● **Текст отрывка**:
════════════════════

Исповедь (Лев Николаевич Толстой) книга, цитаты
Жизнь мне опостылела — какая-то непреодолимая сила влекла меня к тому, чтобы как-нибудь избавиться от нее. Нельзя сказать, чтоб я хотел убить себя. Сила, которая влекла меня прочь от жизни, была сильнее, полнее, общего хотения. Это была сила, подобная прежнему стремлению жизни, только в обратном отношении. Я всеми силами стремился прочь от жизни. Мысль о самоубийстве пришла мне так же естественно, как прежде приходили мысли об улучшении жизни. Мысль эта была так соблазнительна, что я должен был употреблять против себя хитрости, чтобы не привести её слишком поспешно в исполнение. Я не хотел торопиться только потому, что хотелось употребить все усилия, чтобы распутаться! Если не распутаюсь, то всегда успею, говорил я себе. Я сам не знал, чего я хочу: я боялся жизни, стремился прочь от нее и, между тем, чего-то ещё надеялся от нее.
Мне рассказывал мой брат, умный и правдивый человек. Лет 26-ти уже, он раз на ночлеге во время охоты, по старой с детства привычке, стал вечером на молитву. Это было на охоте. Старший наш брат Николай лежал уже на сене и смотрел на него. Когда Сергей кончил и стал ложиться, Николай сказал ему: «А ты еще всё делаешь этот намаз?» И больше ничего они не сказали друг другу. Брат Сергей с этого дня перестал становиться на молитву и ходить в церковь. И вот 30 лет не молится, не причащается и не ходит в церковь. И не потому, чтобы он поверил брату, а потому, что это было указание на то, что у него уже давно ничего не оставалось от веры, а что оставались только бессмысленные привычки. Так было и бывает, я думаю, с огромным большинством людей. Я говорю о людях нашего образования и говорю о людях правдивых с самими собою, а не о тех, которые самый предмет веры делают средством для достижения каких бы то ни было временных целей.
Отречение от веры произошло во мне, мне кажется по крайней мере, несколько сложнее, чем, как я вижу, оно происходит поголовно во всех умных людях нашего времени. Оно, как мне кажется, происходит в большинстве случаев так, что знания самые разнообразные и даже не философские — математические, естественные, исторические, искусства, опыт жизни вообще (нисколько не нападая на вероучение) своим светом и теплом незаметно, но неизбежно растапливают искусственное здание вероучения.

════════════════════

● **Исходные данные**:
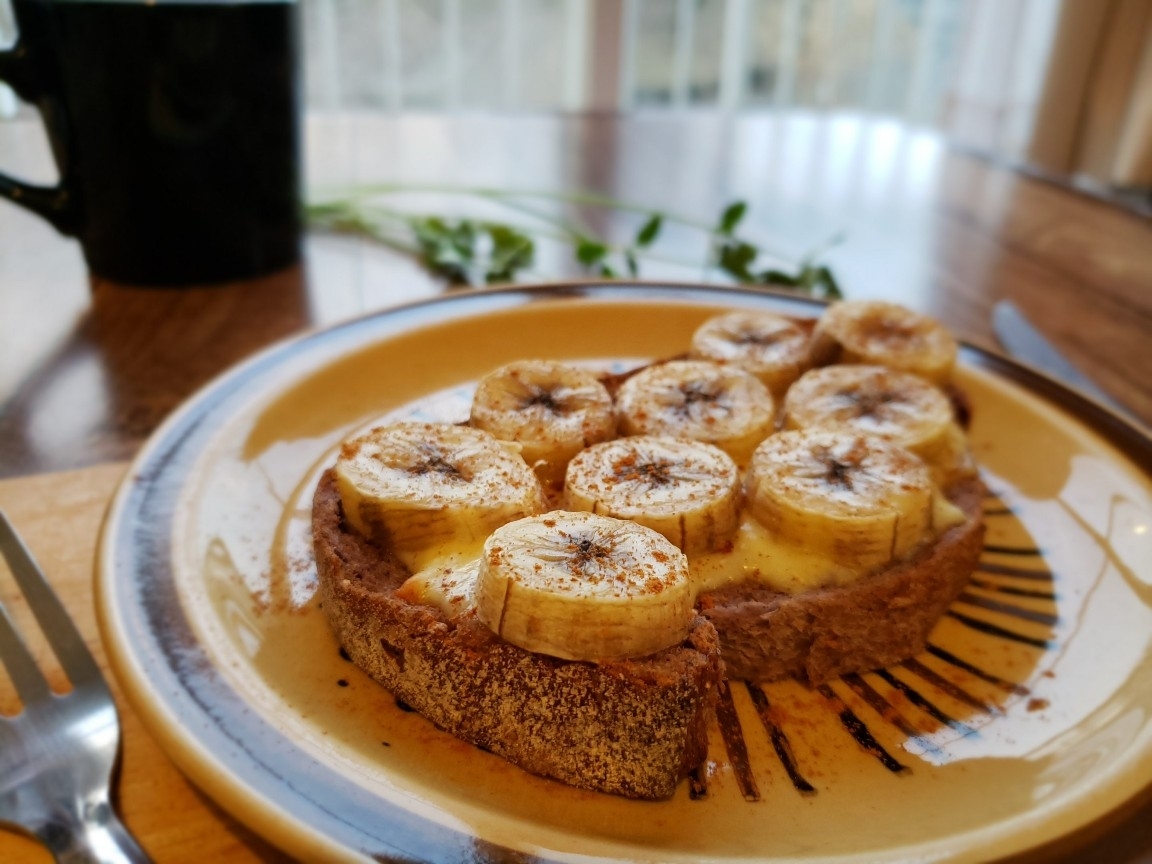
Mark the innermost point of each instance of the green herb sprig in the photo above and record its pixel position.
(469, 251)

════════════════════

● **Задание 1**:
Ответьте на вопросы по отрывку из «Исповеди»:
(а) С чем сравнивается то, насколько естественно пришла мысль о самоубийстве?
(б) Сколько лет брат Сергей не молится, не причащается и не ходит в церковь?
(в) Какие знания перечислены как незаметно растапливающие здание вероучения?
● **Задание 2**: Перескажите абзац отрывка из «Исповеди», начинающийся словами «Мне рассказывал мой брат», в виде списка, сохранив главные факты.

● **Ответ 1**:
(а) Она пришла так же естественно, как прежде приходили мысли об улучшении жизни.
(б) 30 лет.
(в) Математические, естественные, исторические, искусства и опыт жизни вообще.

● **Ответ 2**:
- Брату Сергею было уже около 26 лет, когда он на ночлеге во время охоты по старой детской привычке встал вечером на молитву.
- Старший брат Николай, лежавший на сене, спросил его: «А ты еще всё делаешь этот намаз?» Больше они друг другу ничего не сказали.
- С того дня Сергей перестал молиться и ходить в церковь. Уже 30 лет он не молится, не причащается и не ходит в церковь.
- Дело не в том, что он поверил брату. Вопрос показал, что от веры у него давно ничего не осталось, кроме бессмысленных привычек.
- Так было и бывает с огромным большинством людей того же образования, правдивых с самими собой. Речь не о тех, кто делает предмет веры средством для временных целей.